___ Available data

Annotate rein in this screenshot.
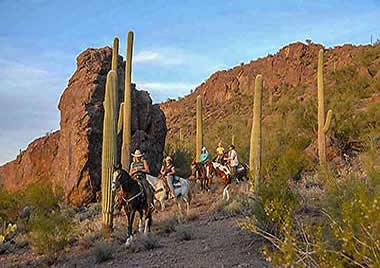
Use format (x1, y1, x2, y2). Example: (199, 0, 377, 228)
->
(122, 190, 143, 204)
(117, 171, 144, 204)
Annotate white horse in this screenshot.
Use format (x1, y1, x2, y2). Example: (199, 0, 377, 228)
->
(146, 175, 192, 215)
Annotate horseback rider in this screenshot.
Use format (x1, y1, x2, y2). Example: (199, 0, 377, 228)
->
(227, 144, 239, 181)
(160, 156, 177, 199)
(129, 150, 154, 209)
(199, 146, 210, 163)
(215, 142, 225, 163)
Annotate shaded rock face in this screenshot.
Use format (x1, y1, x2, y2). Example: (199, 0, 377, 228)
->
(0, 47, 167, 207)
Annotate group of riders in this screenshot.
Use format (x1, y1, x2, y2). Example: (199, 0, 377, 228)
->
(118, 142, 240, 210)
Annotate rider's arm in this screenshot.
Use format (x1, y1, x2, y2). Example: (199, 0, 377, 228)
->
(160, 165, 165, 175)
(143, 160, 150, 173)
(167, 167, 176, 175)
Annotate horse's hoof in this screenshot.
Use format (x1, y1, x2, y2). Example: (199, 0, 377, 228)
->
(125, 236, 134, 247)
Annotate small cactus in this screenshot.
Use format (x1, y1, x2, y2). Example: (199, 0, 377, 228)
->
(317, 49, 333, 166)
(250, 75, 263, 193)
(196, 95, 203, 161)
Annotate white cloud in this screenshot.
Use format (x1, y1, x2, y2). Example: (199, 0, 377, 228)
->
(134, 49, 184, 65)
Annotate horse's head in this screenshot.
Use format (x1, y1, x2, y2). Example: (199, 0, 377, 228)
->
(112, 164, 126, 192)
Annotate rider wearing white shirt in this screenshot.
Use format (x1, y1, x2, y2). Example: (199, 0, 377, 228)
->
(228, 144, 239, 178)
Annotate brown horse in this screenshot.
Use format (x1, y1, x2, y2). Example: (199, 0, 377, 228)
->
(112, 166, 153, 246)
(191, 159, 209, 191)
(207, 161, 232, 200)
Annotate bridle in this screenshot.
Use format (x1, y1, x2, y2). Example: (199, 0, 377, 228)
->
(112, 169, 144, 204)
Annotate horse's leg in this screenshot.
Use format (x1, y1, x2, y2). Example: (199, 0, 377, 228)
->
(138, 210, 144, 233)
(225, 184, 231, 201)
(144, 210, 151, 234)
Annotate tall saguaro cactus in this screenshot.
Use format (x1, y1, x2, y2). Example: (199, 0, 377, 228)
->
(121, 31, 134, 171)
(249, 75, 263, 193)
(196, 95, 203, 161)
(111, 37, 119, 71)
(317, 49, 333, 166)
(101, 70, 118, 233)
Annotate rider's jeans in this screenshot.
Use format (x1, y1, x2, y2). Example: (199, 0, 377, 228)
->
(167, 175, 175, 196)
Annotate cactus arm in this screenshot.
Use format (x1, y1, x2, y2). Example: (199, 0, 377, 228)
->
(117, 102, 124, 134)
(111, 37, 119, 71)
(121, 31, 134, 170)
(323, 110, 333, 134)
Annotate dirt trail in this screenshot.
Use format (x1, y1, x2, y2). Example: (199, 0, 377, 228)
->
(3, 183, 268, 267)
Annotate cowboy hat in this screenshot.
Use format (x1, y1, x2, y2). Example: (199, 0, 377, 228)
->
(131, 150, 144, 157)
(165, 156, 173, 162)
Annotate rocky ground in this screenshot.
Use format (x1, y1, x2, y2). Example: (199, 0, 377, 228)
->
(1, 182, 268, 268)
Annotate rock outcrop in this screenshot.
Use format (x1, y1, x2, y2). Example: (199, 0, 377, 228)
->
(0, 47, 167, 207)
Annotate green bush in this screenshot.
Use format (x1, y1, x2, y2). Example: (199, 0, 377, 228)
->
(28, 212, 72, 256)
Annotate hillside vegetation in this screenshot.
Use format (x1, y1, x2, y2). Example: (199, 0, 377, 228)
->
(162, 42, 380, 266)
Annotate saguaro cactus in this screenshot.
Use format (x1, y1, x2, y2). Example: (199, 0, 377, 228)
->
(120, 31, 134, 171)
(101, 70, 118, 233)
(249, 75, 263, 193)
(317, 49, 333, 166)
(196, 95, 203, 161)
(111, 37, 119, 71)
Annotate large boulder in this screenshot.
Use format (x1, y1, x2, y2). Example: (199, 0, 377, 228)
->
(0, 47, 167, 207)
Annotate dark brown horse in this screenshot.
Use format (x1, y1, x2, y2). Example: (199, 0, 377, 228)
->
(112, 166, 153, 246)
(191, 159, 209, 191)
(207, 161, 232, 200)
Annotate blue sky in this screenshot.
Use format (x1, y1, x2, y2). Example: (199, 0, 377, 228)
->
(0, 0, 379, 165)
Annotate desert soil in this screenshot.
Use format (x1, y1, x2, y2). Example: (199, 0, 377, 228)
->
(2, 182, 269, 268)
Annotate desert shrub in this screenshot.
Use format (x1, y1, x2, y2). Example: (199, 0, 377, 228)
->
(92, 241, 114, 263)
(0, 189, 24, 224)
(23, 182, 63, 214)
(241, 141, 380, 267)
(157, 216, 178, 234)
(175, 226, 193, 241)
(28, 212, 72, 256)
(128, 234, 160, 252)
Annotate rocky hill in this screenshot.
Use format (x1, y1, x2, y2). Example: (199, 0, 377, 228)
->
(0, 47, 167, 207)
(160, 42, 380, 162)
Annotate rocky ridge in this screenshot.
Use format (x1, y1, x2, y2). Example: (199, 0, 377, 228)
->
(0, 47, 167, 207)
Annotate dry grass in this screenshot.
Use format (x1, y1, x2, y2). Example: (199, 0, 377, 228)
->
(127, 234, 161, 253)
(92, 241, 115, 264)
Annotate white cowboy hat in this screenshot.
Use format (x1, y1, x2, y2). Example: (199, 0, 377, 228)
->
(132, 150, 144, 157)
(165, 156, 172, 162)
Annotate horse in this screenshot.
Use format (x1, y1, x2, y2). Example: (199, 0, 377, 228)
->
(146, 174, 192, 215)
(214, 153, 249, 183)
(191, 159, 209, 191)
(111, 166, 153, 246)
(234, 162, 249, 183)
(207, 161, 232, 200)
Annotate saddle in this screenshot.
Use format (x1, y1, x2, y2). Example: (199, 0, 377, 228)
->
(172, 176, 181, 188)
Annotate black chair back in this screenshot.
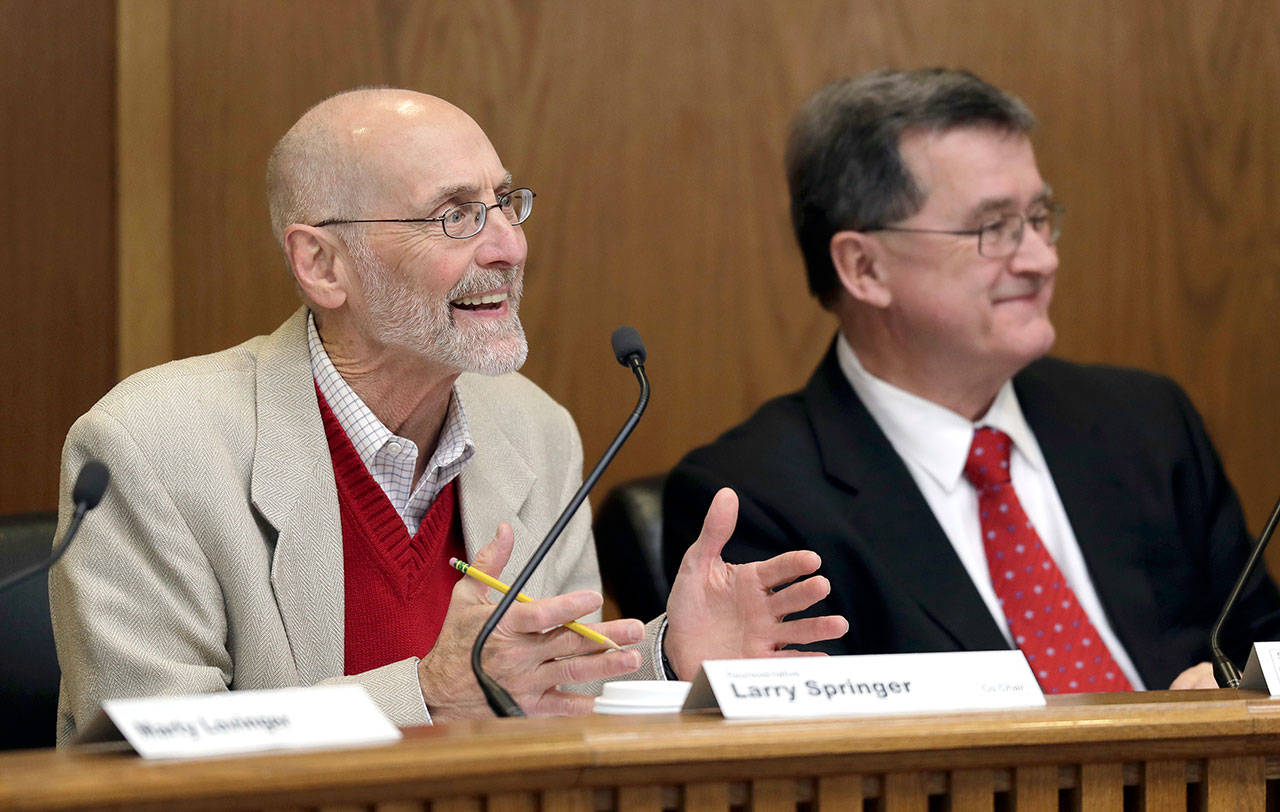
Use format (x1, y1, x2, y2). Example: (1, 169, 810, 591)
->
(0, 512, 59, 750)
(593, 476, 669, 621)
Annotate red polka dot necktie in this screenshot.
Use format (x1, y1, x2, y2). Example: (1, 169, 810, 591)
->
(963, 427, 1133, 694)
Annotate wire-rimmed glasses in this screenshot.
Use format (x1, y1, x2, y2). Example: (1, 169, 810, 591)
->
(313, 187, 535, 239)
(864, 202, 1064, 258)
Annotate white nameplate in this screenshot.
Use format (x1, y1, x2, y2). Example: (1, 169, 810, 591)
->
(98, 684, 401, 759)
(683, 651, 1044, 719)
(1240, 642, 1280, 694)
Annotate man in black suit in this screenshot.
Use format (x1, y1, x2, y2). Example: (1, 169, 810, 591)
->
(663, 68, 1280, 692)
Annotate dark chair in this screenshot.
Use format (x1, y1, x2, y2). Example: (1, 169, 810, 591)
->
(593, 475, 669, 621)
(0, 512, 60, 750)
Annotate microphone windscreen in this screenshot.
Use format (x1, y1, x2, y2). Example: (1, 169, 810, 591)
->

______

## Try it
For the word "brown", return every line of the records that holds it.

## Written answer
Annotate brown horse in this screenshot.
Annotate dark brown horse in this screenshot.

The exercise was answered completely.